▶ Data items
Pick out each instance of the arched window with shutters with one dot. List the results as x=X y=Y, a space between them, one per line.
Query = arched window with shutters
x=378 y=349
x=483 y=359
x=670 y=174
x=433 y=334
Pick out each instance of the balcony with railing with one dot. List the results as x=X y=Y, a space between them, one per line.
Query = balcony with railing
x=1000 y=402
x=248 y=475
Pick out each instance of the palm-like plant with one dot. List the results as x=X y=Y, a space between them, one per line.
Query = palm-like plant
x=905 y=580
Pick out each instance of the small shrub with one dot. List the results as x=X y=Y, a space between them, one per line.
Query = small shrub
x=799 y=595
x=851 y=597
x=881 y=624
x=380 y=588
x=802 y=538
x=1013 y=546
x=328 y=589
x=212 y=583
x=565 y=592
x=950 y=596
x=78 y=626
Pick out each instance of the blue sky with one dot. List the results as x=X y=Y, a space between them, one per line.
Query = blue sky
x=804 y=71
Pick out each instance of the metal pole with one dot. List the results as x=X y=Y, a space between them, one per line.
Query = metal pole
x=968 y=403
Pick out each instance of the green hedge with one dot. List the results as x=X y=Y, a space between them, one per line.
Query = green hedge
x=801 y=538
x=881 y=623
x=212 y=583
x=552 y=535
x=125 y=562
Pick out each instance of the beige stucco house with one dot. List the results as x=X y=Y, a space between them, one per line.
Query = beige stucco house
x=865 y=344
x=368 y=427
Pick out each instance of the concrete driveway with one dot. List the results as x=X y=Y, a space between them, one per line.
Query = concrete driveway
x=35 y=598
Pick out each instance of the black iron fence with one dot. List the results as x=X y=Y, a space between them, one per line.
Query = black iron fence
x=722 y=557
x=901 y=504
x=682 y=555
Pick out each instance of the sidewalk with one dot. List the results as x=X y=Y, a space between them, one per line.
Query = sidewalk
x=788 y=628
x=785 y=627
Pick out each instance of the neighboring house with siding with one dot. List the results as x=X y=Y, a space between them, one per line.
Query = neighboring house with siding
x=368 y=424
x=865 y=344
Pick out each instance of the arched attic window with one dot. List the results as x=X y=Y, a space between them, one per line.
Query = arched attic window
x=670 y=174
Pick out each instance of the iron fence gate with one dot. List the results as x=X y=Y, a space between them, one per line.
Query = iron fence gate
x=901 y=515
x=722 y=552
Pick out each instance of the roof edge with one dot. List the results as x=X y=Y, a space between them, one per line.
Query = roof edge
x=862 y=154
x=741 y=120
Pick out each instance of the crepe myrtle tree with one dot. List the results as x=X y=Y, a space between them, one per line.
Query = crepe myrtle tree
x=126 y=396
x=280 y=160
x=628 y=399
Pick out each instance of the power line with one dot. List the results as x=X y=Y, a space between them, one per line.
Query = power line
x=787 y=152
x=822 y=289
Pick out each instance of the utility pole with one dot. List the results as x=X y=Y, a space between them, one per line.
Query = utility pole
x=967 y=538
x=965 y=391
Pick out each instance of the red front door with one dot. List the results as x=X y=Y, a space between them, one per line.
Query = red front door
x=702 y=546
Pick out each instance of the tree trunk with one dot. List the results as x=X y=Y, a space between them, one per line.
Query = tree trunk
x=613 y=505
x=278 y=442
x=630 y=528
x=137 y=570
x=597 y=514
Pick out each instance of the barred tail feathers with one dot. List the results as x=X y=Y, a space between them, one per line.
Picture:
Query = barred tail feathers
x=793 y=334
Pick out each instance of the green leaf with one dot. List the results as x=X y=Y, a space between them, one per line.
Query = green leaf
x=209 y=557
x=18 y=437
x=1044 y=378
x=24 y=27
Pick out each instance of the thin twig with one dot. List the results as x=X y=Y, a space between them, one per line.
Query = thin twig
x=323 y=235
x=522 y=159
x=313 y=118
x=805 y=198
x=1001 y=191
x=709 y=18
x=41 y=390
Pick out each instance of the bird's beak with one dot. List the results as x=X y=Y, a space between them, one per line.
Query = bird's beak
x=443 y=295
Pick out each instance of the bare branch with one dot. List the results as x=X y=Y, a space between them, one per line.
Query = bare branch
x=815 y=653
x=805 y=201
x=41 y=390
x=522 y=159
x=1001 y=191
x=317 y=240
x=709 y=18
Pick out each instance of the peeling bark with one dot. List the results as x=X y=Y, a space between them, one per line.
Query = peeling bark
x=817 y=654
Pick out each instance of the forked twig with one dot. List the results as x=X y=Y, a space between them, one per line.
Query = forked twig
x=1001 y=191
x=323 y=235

▶ Task statement
Can you write out only the part of the data that opens with the line containing "Pick out each instance of the black" and closes with the line containing "x=785 y=627", swapping "black iron fence" for "wrought iron fence" and leaving everything else unchanged?

▶ Written reply
Pick out each instance of the wrought iron fence with one dot. List the results as x=X y=Y, a space between them, one per line.
Query = wrought iron fence
x=722 y=557
x=901 y=504
x=682 y=555
Pick out each instance of the sidewalk with one dot. List the results as x=X y=Y, a space between them, one per line.
Query = sidewalk
x=788 y=628
x=785 y=627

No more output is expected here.